**Task instructions**
Pick out every line of the records below that contains the string "container", and copy each one.

**Input rows**

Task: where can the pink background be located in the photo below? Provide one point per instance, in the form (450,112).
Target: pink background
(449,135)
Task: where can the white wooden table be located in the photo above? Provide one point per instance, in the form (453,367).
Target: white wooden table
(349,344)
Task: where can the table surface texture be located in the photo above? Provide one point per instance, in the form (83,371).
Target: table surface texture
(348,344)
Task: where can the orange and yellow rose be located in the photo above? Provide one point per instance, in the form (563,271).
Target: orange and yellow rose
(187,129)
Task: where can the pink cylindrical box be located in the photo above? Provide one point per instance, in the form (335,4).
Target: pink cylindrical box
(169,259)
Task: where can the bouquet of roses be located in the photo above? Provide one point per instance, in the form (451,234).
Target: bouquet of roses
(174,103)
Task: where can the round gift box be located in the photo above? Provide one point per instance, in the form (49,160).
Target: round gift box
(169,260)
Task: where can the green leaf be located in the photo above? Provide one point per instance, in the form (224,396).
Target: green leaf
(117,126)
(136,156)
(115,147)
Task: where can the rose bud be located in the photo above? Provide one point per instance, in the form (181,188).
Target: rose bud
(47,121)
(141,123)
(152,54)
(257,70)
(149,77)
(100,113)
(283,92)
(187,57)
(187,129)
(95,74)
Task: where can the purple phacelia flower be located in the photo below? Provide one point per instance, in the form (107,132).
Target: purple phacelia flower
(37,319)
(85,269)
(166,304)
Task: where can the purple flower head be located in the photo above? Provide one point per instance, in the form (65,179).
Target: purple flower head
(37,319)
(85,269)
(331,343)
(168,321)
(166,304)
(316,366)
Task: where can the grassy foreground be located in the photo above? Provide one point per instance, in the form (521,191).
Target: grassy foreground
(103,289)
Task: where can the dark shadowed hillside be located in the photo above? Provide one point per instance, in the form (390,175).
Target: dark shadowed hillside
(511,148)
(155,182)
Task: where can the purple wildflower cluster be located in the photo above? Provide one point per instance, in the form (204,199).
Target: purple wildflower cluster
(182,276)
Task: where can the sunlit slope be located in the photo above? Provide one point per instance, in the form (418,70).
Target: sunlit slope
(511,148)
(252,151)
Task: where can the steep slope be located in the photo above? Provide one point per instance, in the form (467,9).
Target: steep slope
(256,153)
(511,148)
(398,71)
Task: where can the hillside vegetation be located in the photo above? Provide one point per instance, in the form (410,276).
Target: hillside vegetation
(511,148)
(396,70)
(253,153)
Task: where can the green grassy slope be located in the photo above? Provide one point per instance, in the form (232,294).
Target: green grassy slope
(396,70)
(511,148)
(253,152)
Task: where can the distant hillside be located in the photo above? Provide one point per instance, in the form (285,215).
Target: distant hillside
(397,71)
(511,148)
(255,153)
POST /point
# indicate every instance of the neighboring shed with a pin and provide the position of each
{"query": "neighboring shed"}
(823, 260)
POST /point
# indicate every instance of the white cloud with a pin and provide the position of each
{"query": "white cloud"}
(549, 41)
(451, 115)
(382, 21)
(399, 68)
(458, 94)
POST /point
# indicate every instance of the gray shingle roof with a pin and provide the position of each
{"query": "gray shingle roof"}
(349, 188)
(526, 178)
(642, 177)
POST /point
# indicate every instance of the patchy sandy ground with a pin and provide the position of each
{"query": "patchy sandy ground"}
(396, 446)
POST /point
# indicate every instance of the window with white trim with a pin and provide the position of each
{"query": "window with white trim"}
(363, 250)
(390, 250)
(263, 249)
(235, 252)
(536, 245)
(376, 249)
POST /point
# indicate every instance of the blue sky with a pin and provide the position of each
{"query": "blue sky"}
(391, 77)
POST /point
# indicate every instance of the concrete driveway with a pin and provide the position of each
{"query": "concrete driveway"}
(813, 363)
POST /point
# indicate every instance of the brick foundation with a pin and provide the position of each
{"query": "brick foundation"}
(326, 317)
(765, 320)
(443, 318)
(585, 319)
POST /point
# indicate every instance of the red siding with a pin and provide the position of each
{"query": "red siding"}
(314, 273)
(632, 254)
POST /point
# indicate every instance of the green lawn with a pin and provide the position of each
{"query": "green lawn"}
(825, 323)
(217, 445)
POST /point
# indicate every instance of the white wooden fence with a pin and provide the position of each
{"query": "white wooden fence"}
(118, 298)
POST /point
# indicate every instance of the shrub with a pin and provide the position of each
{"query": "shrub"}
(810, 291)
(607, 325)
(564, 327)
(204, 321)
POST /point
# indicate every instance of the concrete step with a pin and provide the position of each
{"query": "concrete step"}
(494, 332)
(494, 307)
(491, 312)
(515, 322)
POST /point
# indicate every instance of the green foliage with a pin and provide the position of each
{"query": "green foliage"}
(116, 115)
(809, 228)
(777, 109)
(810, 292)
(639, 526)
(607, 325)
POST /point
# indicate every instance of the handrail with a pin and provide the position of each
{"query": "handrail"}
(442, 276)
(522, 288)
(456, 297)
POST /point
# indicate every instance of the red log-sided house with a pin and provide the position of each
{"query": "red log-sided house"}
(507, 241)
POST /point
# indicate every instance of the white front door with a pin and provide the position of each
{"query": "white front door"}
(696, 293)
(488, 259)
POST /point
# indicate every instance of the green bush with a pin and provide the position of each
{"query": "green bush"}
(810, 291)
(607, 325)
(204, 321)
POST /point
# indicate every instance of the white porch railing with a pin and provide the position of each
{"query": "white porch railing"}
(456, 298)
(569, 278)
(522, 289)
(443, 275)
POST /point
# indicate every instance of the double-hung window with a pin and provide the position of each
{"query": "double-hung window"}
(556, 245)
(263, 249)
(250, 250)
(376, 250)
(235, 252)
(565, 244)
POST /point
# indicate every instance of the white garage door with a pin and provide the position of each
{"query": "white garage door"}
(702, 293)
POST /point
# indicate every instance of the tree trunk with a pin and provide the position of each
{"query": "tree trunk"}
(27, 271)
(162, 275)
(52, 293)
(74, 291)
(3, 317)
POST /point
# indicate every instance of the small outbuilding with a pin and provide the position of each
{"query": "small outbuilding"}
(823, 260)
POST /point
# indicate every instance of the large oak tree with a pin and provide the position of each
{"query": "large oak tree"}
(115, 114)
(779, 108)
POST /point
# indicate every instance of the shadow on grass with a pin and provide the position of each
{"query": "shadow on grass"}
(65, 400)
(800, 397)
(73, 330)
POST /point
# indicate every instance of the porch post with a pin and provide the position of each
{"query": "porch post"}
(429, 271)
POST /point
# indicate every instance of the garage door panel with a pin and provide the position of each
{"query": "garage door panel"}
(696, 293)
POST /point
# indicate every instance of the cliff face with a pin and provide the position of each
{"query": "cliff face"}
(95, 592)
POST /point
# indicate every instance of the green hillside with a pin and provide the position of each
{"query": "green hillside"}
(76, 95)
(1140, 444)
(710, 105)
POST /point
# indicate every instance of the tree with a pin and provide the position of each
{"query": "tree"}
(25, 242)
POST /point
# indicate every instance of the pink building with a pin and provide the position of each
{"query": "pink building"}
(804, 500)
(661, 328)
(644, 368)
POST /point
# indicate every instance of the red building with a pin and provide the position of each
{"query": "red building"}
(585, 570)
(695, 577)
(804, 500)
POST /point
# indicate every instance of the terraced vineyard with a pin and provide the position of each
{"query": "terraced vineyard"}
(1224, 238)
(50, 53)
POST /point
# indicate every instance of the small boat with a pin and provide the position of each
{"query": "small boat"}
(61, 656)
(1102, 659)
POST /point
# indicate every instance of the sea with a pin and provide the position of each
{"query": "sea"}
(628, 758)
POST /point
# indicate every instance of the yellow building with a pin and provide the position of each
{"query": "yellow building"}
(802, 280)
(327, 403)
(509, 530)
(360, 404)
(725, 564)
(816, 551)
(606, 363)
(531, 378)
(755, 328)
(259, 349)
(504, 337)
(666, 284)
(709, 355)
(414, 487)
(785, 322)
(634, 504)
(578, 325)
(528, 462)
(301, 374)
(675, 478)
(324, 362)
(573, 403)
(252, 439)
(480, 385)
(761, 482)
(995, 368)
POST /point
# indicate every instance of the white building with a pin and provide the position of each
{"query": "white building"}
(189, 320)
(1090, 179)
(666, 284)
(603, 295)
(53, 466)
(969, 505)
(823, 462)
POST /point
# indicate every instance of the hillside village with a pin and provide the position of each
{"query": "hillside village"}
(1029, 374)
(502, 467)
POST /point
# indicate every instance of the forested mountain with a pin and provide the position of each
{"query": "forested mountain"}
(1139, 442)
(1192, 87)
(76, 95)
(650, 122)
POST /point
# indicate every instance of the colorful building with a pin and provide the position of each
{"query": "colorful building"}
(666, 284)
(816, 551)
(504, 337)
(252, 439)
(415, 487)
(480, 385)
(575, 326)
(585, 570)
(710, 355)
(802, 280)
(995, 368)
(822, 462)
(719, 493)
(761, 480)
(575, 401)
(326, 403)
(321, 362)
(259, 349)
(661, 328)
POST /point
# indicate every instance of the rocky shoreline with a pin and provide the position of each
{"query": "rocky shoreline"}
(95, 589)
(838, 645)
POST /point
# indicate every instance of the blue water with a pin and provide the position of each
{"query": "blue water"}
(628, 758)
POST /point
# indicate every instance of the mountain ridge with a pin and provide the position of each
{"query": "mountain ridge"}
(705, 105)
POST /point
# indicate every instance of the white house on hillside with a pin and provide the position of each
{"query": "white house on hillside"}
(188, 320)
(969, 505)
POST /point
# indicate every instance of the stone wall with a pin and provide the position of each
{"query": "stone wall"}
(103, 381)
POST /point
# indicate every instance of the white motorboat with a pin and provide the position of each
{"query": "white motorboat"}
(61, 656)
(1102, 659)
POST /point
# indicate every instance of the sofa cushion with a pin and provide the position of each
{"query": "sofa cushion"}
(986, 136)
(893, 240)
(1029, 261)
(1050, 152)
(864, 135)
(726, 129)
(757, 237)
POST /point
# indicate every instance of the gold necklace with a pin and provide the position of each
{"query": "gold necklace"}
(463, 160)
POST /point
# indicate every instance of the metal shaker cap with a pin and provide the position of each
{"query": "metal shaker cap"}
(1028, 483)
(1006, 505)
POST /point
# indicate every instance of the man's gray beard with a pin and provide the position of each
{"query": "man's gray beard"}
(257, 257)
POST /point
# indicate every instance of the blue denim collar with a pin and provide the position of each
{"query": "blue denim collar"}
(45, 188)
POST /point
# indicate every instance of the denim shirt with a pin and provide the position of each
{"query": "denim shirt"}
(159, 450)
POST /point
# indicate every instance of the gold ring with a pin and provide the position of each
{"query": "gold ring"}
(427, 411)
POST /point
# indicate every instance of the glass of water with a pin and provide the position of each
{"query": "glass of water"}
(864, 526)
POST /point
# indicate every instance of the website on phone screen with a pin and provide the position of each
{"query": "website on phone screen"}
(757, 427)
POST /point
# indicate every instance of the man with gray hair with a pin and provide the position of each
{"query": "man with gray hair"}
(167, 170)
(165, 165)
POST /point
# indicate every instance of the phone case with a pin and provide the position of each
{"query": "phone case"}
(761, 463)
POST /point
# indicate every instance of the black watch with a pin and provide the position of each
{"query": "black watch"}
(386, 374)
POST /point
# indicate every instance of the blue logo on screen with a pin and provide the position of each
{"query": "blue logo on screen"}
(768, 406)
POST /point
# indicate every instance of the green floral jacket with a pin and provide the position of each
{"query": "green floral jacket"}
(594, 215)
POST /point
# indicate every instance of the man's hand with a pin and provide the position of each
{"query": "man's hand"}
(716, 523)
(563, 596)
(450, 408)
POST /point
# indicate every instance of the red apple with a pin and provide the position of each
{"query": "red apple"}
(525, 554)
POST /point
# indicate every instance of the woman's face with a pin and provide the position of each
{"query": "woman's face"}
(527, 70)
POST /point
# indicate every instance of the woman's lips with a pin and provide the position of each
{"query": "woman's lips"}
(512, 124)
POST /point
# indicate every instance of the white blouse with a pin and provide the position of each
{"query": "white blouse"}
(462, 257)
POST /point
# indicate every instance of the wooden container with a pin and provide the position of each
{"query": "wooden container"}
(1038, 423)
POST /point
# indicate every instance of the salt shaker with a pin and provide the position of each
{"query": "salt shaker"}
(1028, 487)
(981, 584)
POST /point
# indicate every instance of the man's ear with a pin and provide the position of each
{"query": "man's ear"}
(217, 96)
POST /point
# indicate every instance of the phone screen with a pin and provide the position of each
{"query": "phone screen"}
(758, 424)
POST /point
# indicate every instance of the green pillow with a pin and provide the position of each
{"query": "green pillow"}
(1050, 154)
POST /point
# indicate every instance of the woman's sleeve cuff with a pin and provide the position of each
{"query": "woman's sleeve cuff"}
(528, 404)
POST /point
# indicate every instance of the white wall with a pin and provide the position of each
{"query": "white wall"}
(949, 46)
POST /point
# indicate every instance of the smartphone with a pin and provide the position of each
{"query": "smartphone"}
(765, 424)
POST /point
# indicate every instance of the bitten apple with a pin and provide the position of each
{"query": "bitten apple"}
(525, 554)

**Exercise answer**
# indicate every instance of the wooden container with a pin and provide the position of each
{"query": "wooden container"}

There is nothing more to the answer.